Stored data entries
------------------------------------------------------------------------
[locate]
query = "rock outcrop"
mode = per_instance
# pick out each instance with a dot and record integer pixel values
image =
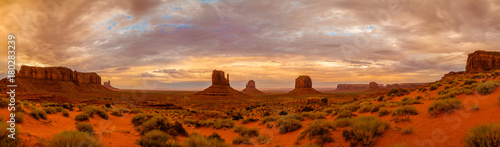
(481, 61)
(108, 85)
(303, 85)
(250, 88)
(31, 79)
(58, 74)
(220, 88)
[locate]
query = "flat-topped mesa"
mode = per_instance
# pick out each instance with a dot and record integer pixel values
(303, 85)
(219, 79)
(220, 88)
(58, 74)
(481, 61)
(250, 88)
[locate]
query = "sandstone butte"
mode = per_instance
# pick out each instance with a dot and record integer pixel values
(303, 85)
(220, 88)
(250, 88)
(54, 79)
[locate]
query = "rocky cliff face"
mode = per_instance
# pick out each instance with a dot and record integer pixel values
(250, 89)
(481, 61)
(303, 85)
(58, 74)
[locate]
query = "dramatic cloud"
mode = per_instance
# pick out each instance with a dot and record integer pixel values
(177, 43)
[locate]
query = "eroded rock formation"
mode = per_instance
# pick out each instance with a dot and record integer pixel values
(220, 88)
(108, 85)
(481, 61)
(303, 85)
(250, 88)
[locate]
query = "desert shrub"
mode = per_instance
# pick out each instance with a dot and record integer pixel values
(19, 116)
(141, 118)
(65, 113)
(484, 135)
(102, 113)
(286, 125)
(241, 140)
(403, 110)
(344, 114)
(365, 108)
(156, 138)
(444, 105)
(433, 86)
(383, 111)
(162, 123)
(266, 119)
(74, 138)
(244, 131)
(318, 129)
(37, 114)
(314, 115)
(49, 110)
(487, 87)
(85, 127)
(409, 101)
(6, 141)
(197, 140)
(247, 120)
(407, 130)
(117, 111)
(82, 117)
(136, 111)
(365, 129)
(397, 92)
(4, 103)
(342, 122)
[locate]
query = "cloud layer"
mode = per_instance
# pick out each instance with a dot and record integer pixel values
(175, 44)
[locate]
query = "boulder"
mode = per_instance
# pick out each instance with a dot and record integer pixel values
(481, 61)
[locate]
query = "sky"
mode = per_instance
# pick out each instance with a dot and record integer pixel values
(175, 44)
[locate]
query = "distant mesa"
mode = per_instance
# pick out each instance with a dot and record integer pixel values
(220, 88)
(481, 61)
(250, 89)
(108, 85)
(303, 85)
(31, 79)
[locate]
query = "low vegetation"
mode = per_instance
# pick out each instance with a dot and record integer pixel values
(484, 135)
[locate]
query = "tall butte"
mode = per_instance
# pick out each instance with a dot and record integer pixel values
(250, 89)
(481, 61)
(303, 85)
(220, 88)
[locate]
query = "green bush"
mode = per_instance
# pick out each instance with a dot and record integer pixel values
(65, 113)
(286, 125)
(244, 131)
(85, 127)
(487, 87)
(50, 110)
(197, 140)
(37, 114)
(342, 122)
(383, 111)
(484, 135)
(318, 129)
(444, 105)
(156, 138)
(82, 117)
(365, 129)
(6, 141)
(73, 139)
(241, 140)
(403, 110)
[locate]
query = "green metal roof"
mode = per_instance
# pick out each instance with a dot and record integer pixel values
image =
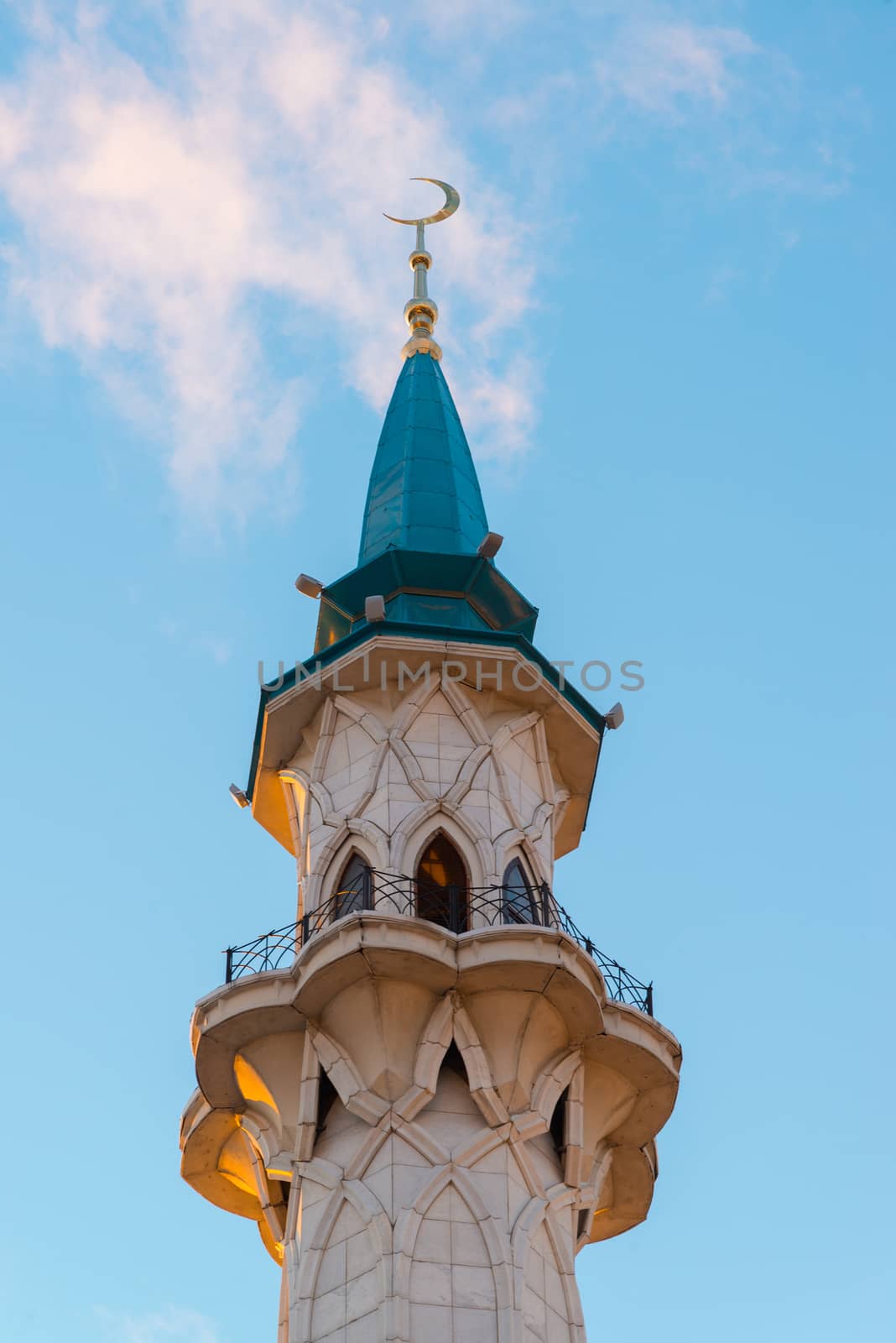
(425, 494)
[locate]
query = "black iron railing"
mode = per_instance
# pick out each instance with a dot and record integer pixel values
(456, 908)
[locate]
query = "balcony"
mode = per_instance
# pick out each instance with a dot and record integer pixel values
(457, 910)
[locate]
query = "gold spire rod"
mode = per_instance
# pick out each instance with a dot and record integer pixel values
(421, 313)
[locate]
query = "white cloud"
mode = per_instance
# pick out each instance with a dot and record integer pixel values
(169, 1326)
(165, 227)
(658, 65)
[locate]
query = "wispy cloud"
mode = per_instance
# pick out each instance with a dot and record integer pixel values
(168, 1326)
(659, 65)
(165, 226)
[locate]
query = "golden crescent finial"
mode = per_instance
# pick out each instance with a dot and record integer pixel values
(452, 201)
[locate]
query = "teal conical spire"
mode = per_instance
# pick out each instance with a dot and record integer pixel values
(425, 494)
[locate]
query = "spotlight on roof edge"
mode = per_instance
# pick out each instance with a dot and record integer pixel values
(307, 586)
(616, 716)
(490, 546)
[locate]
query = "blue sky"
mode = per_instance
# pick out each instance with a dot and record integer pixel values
(667, 320)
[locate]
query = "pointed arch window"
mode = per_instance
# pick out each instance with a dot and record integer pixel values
(519, 903)
(354, 890)
(441, 886)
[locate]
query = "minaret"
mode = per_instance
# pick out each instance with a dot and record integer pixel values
(430, 1090)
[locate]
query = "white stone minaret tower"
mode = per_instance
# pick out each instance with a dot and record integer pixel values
(430, 1091)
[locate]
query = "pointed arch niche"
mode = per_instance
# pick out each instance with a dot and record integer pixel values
(441, 884)
(353, 891)
(518, 893)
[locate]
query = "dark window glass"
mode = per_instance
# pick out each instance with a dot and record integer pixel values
(441, 886)
(519, 895)
(353, 892)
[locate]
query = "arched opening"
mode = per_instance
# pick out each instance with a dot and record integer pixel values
(354, 888)
(518, 892)
(441, 886)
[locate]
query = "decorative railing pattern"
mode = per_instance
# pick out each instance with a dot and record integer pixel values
(459, 910)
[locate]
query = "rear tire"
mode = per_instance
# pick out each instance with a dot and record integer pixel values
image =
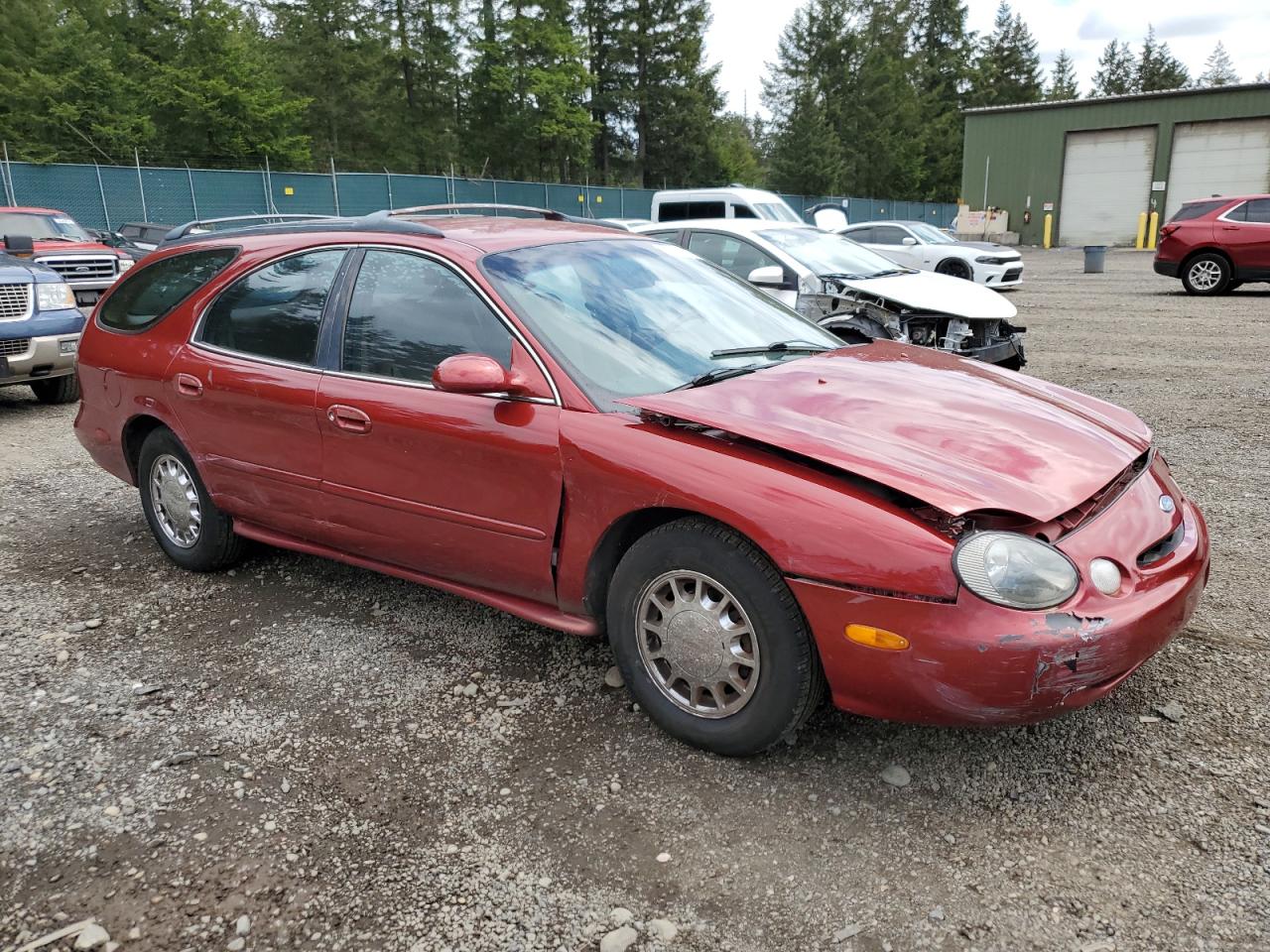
(953, 268)
(58, 390)
(738, 669)
(183, 518)
(1206, 275)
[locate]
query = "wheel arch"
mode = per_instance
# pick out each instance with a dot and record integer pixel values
(625, 532)
(1206, 250)
(134, 435)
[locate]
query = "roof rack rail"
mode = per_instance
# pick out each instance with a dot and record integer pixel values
(290, 223)
(549, 213)
(199, 225)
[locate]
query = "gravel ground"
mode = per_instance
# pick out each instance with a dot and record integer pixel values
(303, 754)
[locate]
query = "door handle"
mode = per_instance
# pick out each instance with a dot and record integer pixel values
(348, 417)
(190, 385)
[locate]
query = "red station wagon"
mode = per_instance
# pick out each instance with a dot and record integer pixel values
(603, 433)
(1216, 244)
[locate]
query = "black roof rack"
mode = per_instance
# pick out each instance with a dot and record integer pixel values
(293, 223)
(454, 207)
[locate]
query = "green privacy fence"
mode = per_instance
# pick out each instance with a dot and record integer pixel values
(105, 195)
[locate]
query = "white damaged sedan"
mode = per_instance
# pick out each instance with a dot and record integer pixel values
(920, 245)
(852, 291)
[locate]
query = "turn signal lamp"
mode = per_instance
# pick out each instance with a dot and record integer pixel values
(876, 638)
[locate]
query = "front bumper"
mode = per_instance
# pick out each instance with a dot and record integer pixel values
(997, 352)
(973, 662)
(44, 357)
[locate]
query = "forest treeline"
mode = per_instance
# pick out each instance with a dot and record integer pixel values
(864, 96)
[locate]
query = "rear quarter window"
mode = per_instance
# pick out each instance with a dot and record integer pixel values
(1198, 209)
(146, 298)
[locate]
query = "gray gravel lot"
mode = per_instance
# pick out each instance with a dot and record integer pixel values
(305, 756)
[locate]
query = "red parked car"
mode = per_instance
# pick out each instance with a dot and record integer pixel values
(1216, 244)
(604, 433)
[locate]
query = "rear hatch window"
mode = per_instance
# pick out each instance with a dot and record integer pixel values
(148, 296)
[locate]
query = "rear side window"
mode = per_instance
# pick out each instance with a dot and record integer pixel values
(409, 313)
(146, 298)
(1198, 209)
(685, 211)
(1256, 211)
(276, 311)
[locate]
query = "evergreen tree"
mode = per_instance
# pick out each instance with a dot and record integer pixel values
(944, 51)
(1118, 71)
(64, 99)
(1218, 68)
(1007, 68)
(807, 154)
(1157, 67)
(675, 93)
(336, 54)
(216, 94)
(1062, 79)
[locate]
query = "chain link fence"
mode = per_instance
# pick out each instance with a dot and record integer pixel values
(107, 195)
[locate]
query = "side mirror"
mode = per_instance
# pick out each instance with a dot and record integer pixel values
(19, 245)
(475, 373)
(769, 277)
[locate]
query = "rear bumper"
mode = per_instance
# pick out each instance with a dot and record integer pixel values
(974, 662)
(45, 357)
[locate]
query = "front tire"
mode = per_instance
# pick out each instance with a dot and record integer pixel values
(58, 390)
(710, 639)
(953, 268)
(1206, 275)
(183, 518)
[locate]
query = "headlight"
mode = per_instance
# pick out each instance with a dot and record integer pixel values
(1016, 571)
(55, 296)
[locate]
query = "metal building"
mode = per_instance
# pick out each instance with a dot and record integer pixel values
(1097, 164)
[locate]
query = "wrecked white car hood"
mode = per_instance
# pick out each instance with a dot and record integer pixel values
(926, 291)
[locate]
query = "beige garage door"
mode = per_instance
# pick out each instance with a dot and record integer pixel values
(1106, 184)
(1228, 158)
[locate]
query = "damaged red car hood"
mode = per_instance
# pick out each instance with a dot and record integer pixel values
(955, 433)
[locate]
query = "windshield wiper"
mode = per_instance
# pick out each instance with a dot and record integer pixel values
(780, 347)
(719, 373)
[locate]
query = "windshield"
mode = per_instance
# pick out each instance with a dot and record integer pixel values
------------------------------------------------------------------------
Exercise brief. Scan the data for the word "metal" and copy every line where it shows up.

Response.
query = "green metal roof"
query = "metal building"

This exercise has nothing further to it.